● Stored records
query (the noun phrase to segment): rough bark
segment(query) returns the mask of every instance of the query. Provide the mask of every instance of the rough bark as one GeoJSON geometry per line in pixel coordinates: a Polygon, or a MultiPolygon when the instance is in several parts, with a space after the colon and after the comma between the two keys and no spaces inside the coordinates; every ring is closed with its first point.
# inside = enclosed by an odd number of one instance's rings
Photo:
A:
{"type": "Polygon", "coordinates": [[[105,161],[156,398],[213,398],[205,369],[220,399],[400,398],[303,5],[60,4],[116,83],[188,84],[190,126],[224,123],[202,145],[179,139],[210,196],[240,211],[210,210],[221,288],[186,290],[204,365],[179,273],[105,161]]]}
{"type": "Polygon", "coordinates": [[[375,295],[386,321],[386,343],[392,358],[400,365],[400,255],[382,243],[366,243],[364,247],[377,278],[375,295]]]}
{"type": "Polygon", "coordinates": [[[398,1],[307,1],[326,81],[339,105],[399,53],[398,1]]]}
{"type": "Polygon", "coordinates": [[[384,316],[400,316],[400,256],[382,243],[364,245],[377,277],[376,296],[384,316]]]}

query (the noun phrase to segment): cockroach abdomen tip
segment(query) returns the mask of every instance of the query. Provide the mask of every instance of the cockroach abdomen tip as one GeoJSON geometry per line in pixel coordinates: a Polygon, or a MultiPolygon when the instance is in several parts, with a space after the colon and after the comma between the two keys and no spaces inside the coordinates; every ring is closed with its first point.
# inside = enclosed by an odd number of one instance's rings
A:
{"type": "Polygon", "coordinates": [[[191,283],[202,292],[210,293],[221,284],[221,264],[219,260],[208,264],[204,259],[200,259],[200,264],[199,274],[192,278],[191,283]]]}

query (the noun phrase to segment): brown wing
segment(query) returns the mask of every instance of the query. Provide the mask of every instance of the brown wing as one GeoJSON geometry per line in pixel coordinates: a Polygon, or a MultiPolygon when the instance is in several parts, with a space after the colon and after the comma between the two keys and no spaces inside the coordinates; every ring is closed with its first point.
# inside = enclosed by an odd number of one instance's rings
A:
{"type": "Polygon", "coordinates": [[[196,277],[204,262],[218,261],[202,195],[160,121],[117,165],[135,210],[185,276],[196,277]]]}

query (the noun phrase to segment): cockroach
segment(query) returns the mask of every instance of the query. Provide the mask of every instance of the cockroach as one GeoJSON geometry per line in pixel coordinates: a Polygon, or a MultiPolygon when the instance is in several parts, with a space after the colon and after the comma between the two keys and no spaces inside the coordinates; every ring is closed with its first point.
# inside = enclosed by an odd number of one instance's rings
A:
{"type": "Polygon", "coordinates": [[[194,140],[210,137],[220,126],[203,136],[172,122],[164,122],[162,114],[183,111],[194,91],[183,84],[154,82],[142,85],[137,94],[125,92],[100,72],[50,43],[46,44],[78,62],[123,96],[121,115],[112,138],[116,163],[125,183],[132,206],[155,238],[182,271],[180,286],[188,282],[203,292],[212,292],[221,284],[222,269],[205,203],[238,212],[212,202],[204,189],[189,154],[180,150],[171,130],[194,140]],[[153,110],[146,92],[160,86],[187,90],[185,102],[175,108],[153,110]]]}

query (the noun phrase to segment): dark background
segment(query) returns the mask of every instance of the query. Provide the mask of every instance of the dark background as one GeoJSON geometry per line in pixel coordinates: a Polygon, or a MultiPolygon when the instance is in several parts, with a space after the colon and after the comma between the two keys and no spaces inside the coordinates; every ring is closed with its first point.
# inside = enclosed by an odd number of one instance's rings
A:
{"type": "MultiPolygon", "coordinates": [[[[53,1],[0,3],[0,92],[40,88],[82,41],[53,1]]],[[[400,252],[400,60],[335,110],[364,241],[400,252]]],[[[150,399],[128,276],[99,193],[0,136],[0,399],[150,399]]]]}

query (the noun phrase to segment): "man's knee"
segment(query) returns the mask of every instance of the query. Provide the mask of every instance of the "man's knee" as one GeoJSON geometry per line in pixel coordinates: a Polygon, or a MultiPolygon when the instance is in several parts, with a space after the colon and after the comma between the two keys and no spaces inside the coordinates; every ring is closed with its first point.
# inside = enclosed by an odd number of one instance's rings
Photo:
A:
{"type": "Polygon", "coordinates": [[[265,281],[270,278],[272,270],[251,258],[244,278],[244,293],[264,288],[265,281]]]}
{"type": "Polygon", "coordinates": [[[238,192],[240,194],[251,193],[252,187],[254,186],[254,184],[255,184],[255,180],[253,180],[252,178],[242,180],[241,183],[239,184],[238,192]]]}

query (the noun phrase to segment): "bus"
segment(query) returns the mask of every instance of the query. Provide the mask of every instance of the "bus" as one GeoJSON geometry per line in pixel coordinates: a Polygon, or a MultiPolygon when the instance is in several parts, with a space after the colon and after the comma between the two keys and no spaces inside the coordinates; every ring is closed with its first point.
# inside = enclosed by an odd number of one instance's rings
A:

● Exercise
From the data above, pick out each line containing "abdomen" and copy it.

● Answer area
query (the noun phrase to segment): cockroach abdomen tip
segment(query) returns the mask of every instance of the query. Provide the mask of every instance of the cockroach abdomen tip as one GeoJSON geometry per line in pixel coordinates: a Polygon, or a MultiPolygon when the instance is in several parts, with a space after the colon and after the comma between the two keys and no spaces inside the coordinates; every ring is closed with its first point.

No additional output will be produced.